__What you should do__:
Starting at the line containing "Mark every instance of the dry" and ending at the final line of the data below, resize the point coordinates by multiplying each one by 0.75 and rounding to a whole number, with halves rounding up. Write out every line in that span, including the lines without coordinates.
────────────────────
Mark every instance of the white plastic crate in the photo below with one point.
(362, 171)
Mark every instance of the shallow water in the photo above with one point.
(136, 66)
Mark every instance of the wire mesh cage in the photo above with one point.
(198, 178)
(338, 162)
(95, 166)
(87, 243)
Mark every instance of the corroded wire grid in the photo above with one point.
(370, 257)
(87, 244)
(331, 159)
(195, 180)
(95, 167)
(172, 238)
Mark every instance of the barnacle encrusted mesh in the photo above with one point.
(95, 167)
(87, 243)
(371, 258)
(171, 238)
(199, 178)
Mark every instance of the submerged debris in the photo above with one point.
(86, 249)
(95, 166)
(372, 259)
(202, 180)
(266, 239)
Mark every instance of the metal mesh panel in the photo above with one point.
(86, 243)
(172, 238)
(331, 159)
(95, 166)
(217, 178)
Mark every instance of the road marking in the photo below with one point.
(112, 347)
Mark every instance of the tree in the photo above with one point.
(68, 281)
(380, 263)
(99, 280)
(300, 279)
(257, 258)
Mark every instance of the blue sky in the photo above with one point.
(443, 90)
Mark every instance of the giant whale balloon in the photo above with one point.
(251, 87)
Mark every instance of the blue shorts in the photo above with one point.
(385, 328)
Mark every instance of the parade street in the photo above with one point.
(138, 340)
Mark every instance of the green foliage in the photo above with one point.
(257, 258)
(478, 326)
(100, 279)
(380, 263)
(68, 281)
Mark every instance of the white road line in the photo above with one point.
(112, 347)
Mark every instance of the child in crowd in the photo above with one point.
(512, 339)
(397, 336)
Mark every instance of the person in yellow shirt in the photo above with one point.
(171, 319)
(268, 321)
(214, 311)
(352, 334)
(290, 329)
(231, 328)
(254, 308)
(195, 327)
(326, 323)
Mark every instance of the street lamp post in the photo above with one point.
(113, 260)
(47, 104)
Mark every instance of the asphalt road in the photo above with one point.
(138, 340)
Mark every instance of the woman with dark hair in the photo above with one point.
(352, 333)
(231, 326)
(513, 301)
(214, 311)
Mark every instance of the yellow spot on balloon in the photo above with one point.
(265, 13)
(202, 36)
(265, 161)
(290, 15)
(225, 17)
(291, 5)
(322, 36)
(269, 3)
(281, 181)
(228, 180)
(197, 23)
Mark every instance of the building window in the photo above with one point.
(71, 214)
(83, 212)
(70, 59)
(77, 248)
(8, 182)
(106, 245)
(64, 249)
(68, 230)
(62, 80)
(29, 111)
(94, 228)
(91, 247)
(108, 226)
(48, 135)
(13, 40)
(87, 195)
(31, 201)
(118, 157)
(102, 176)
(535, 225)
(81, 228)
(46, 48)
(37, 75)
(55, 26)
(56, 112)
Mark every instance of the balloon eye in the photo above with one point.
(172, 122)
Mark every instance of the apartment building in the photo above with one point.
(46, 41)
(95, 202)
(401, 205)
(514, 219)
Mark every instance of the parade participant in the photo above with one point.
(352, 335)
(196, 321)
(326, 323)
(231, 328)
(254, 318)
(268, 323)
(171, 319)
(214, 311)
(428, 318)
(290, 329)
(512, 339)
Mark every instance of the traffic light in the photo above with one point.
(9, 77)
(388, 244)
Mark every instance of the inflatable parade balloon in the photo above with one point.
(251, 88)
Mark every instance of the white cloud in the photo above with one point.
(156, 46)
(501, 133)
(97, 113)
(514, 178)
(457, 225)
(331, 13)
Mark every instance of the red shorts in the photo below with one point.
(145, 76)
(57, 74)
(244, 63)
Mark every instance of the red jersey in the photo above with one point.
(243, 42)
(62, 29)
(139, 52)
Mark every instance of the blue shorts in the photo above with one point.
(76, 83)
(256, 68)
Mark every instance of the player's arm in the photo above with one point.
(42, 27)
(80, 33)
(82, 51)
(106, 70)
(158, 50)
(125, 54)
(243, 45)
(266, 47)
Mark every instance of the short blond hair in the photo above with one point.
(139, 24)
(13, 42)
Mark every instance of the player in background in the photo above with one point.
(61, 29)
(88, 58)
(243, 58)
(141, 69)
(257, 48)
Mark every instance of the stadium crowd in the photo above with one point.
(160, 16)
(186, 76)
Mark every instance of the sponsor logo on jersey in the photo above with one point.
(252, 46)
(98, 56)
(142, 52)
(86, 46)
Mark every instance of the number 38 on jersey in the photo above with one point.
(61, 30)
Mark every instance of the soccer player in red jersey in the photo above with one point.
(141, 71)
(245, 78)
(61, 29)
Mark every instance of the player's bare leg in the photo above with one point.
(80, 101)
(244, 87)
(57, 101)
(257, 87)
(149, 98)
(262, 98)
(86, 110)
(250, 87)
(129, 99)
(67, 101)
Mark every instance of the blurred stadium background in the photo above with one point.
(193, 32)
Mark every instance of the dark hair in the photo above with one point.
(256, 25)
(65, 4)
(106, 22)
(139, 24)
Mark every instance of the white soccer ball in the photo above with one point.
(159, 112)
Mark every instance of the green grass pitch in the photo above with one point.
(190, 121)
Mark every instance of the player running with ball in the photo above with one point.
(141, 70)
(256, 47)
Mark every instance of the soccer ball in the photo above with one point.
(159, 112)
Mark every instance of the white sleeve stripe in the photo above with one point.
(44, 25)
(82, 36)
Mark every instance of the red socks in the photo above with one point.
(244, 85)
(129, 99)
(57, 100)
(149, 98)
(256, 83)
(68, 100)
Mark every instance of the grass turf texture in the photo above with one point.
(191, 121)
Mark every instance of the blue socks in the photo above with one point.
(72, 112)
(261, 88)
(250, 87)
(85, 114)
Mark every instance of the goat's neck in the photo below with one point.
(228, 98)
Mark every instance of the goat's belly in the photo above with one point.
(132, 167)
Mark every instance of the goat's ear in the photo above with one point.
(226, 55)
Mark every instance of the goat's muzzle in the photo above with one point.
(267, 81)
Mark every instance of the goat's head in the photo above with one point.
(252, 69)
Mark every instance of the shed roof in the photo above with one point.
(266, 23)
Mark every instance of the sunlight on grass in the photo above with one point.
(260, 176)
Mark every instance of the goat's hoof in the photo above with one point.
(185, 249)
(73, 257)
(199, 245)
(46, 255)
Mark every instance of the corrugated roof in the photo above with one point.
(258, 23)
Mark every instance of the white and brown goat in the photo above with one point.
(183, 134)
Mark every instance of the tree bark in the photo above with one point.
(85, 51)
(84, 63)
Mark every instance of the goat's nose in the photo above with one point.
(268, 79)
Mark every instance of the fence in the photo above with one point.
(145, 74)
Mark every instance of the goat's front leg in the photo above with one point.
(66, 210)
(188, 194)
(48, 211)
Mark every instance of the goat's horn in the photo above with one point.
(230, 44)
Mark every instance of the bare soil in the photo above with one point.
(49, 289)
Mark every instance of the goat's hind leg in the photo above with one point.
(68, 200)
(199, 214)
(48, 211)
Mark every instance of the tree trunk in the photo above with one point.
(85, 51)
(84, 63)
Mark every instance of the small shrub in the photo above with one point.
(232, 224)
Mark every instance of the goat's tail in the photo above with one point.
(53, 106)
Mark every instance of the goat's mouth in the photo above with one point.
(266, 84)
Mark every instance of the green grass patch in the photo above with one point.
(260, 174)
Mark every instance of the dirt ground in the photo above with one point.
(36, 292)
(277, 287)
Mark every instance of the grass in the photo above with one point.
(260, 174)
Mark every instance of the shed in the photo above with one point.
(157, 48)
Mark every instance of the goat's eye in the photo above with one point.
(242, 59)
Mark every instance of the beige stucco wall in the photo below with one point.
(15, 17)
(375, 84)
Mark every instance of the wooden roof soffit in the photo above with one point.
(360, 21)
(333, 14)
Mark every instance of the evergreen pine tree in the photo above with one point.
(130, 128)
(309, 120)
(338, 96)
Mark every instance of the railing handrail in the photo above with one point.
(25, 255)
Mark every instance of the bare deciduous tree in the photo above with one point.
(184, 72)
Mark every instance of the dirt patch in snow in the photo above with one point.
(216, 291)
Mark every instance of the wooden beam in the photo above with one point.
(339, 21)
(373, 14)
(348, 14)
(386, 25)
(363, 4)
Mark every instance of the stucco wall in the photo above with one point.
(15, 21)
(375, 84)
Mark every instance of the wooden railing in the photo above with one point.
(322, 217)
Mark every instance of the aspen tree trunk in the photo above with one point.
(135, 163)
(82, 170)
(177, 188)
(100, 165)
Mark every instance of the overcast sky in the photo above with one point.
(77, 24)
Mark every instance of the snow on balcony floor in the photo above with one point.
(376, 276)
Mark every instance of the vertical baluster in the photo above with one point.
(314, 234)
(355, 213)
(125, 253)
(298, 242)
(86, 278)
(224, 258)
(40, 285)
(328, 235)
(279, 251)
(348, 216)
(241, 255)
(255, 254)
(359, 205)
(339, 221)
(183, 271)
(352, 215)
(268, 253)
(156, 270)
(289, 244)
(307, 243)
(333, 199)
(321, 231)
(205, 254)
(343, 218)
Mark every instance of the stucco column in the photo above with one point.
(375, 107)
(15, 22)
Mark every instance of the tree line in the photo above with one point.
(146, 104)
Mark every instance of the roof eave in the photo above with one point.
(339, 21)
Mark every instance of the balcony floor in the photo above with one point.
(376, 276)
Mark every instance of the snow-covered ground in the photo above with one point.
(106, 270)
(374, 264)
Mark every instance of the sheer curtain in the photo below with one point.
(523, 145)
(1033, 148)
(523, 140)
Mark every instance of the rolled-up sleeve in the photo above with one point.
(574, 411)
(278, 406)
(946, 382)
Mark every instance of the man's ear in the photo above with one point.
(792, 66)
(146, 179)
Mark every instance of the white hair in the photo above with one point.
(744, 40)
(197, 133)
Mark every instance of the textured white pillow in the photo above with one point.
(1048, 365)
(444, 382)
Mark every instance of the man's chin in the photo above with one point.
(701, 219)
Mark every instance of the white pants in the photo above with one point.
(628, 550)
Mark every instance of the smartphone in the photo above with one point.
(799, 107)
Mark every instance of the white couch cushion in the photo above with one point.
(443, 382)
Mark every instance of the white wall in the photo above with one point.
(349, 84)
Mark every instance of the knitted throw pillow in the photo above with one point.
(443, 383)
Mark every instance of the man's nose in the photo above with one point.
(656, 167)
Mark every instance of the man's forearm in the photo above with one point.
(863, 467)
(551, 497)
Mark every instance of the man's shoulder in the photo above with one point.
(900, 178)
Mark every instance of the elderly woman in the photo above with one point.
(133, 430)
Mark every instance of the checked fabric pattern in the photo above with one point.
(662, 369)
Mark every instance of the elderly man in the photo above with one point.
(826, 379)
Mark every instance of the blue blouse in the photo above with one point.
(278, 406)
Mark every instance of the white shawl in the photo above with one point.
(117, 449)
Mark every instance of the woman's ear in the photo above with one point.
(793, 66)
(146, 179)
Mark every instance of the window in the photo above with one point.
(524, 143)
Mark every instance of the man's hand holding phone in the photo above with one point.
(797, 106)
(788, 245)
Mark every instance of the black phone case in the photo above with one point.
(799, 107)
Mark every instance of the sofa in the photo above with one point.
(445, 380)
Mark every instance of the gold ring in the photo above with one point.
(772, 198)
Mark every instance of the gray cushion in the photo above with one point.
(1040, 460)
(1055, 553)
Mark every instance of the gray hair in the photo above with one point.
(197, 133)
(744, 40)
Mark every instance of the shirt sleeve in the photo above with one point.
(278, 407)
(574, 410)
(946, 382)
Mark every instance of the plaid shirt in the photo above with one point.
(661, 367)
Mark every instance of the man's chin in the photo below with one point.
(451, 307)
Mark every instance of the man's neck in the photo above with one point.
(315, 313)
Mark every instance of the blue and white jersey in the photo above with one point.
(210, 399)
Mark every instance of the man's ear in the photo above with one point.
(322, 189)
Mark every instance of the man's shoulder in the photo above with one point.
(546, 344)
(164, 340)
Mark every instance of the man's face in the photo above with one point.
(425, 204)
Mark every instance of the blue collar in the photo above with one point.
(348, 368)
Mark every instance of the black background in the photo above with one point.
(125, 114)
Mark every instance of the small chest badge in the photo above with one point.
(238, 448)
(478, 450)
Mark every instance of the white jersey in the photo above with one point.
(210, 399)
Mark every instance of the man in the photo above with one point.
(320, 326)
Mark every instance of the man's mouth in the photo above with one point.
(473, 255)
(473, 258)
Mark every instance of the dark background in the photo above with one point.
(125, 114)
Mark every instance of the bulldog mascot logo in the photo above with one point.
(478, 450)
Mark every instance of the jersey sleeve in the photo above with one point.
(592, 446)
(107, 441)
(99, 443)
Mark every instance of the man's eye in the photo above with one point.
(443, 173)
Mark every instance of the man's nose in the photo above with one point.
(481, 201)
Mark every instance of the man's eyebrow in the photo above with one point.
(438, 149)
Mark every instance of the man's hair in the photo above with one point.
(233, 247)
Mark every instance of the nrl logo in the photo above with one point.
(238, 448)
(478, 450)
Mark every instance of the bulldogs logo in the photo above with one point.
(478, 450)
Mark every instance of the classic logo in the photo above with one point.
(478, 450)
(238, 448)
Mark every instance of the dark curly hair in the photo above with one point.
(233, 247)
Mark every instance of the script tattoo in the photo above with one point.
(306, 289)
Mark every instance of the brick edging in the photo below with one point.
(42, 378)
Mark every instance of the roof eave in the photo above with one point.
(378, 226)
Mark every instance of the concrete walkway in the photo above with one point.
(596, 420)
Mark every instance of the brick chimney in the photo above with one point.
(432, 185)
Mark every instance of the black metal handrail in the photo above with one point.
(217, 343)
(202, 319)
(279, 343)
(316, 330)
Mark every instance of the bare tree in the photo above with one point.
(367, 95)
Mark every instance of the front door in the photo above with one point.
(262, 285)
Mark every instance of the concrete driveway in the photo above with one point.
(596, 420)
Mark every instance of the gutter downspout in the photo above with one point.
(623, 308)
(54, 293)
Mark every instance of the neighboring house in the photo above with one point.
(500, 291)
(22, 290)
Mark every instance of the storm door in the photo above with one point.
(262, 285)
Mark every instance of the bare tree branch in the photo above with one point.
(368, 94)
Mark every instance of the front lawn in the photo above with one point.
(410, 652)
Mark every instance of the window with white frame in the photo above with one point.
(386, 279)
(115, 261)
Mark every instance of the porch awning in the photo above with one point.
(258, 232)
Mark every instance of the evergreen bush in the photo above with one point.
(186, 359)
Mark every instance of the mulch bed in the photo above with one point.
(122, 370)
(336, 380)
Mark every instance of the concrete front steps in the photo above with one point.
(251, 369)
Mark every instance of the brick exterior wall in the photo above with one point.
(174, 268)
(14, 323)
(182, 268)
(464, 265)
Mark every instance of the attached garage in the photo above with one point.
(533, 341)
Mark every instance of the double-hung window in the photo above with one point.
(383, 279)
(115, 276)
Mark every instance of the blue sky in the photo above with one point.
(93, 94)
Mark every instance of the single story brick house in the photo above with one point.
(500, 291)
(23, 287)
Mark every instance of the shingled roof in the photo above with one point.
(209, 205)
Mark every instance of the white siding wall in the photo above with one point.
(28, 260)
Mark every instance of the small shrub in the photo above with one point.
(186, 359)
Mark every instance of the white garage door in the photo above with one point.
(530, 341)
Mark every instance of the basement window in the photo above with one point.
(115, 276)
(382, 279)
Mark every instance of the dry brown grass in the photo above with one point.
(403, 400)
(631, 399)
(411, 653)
────────────────────
__Response for this exercise__:
Mark every instance of the dry brown grass in the photo above with one point.
(302, 300)
(473, 299)
(308, 490)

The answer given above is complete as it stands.